In the excerpt on Himmler and Heydrich, whom did Himmler appoint as Heydrich's successor after Heydrich was killed in 1942?

Document excerpt START

We shall probably never know whether it was Himmler or Heydrich who hit on the idea of getting control of the police, first of Bavaria, then of all Germany. Himmler himself was so preoccupied with the organization and recruitment of the S.S. and his dreams for a knightly order that it was probably Heydrich, restless and thrusting. But Himmler had thoughts of his own. His administrative skill and his romantic visions dwelt in rigorously separated compartments, and he was never blinded by passion in the conduct of his intrigues. Heydrich, although he prided himself on his superior finesse and flexibility and despised the idiocies of his master, was nevertheless very much at the mercy of his own destructive impulses. We shall see how he was to drive with all his power at the final centralization of his authority under Himmler; and we shall see how Himmler profited by this to the extent of allowing Heydrich to build up what was virtually a State within a State—within which, nevertheless (and here, I think, is the real significance of the odd and anomalous relationship of the Gestapo and the S.D.), Himmler kept certain features fluid. We shall also see how when Heydrich was killed in 1942 by Czech patriots Himmler hesitated some months before appointing a successor; and then he chose a man of very different stamp from Heydrich: the Austrian lawyer, Ernst Kaltenbrunner. This is generally taken to indicate that Himmler had come to fear Heydrich and was happier to replace him with a lesser man, lacking in vaulting ambition.

It seems more likely that Heydrich had served his purpose by building up under Himmler's eye the immense apparatus which was now running smoothly. For Heydrich was not the only dangerous man whom Himmler allowed and encouraged to play a dangerous game. At the very end of the war, when Himmler was at last deciding to commit himself to the bid for supreme power and a deal with the Allies, he “allowed himself to be persuaded” by one of the late Heydrich's most gifted discoveries, Schellenberg, who started life in the foreign intelligence section of the S.D. and later came to control the unified intelligence service of the Reich, to treat with Count Folke Bernadotte.

Document excerpt END
Data segment START

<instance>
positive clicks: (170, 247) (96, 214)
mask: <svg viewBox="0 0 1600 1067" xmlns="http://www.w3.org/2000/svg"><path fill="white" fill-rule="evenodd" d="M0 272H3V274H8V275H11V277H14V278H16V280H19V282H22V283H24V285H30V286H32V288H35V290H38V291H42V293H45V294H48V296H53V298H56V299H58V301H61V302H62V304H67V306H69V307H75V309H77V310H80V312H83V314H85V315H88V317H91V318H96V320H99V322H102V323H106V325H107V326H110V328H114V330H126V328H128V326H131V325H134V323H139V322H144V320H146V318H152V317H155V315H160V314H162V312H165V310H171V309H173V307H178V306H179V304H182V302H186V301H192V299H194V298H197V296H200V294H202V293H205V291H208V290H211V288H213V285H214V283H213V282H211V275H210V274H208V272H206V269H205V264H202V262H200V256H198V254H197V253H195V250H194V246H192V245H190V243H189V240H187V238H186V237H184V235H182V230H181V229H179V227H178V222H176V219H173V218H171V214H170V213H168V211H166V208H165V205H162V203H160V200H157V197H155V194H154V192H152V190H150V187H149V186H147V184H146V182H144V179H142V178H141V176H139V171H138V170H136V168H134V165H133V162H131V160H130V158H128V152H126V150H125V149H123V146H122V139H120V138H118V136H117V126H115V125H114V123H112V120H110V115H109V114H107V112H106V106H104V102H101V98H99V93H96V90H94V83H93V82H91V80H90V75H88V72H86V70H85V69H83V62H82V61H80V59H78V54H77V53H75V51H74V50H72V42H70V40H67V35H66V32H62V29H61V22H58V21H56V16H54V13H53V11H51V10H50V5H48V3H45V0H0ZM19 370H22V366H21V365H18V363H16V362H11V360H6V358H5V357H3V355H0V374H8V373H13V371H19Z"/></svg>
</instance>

Data segment END

• _Answer below_
The Austrian lawyer Ernst Kaltenbrunner.